• Excerpted text
Dart string manipulation done right 👉

Does your app use emojis or support multiple languages? Dart just introduced a new way to safely handle them in string manipulation.

Tao Dong

Jun 30, 2020 · 9 min read

Like many other programming languages designed before emojis started to dominate our daily communications and the rise of multilingual support in commercial apps, Dart represents a string as a sequence of UTF-16 code units. The encoding worked fine in most cases, until increased internationalization and the introduction of emojis that go with any language made the encoding’s inherent problems become everybody’s problems.

Consider this example:

Diagram showing how the string 'Hello 👋' is mapped to UTF-16 code units.

In the string “Hello👋”, each user-perceivable character is mapped to a single code unit except the waving hand emoji 👋. An immediate consequence of this mapping is confusion over the length of this string. Will the output of the following line of code be 6 or 7?

print('Hello👋'.length);

To the user, there are clearly 6 characters in this string unless you get philosophical. But the Dart String API will tell you that the length is 7, or to be precise, 7 UTF-16 code units. This difference has all kinds of ramifications, because so many text manipulation tasks involve using character indexes with the String API. For example, "Hello👋"[5] won’t return the 👋 emoji. Instead it will return a malformed character representing the first code unit of the emoji.

The good news is that Dart has a new package called characters that operates on user-perceivable characters instead of UTF-16 code units. However, you, as a Dart programmer, need to know when to use the characters package. Our research indicates that even experienced Dart programmers can easily miss such problems when reading text manipulation code. In this article, I go over some common scenarios where you need to pay extra attention and consider using the characters package instead of Dart String.

In this section, I’ll go over a few common text manipulation scenarios, explain why using Dart’s String API could cause problems in these scenarios, and show how to use the characters package for more reliable results. The use cases below generally assume that we’re dealing with strings entered by human users, which could include emojis or characters in a language the app developer doesn’t expect.

• Data block
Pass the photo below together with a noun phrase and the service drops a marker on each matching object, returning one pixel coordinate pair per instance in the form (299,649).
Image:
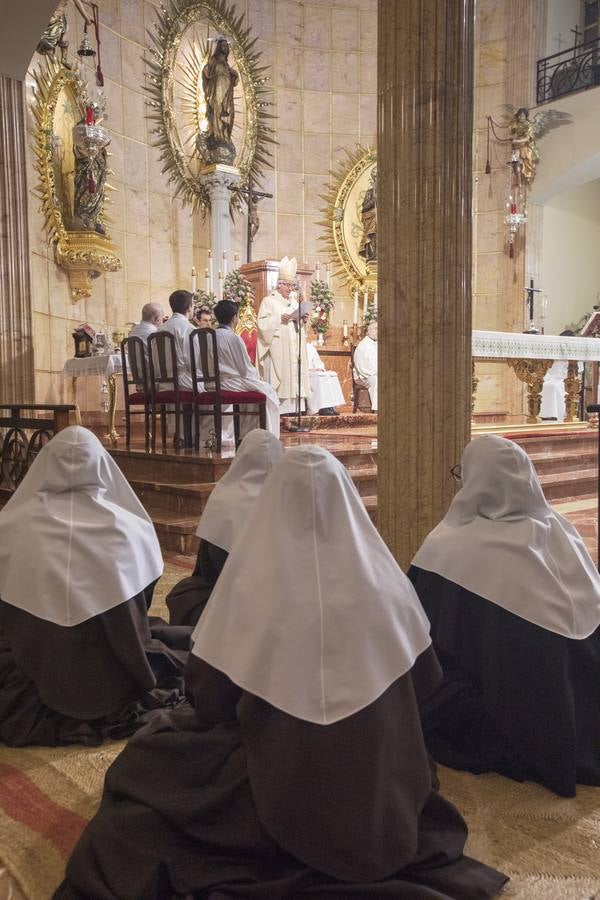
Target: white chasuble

• Task requirements
1. According to the article on Dart string manipulation, why does the Dart String API report a length of 7 for "Hello👋" when a user sees only 6 characters? Answer in one to three sentences.
2. Write the next part of the article on Dart string manipulation, picking up after its last sentence.
The listing has no connection to the article on Dart string manipulation.

• Answers provided
1. Dart represents a string as a sequence of UTF-16 code units, and the length counts those code units rather than user-perceivable characters. Each character in "Hello👋" maps to a single code unit except the waving hand emoji, so the code-unit count is 7.

2.
Suppose you’re writing a function that checks if the text entered by the user has exceeded a specific number of characters. The function returns a positive number of remaining characters if the limit hasn’t been reached, or a negative number of extra characters if the limit has been exceeded.

This is pretty straightforward to do using the String API:

dart

// Implementation using the String API,
// which counts the number of UTF-16 code units
// instead of user-perceivable characters.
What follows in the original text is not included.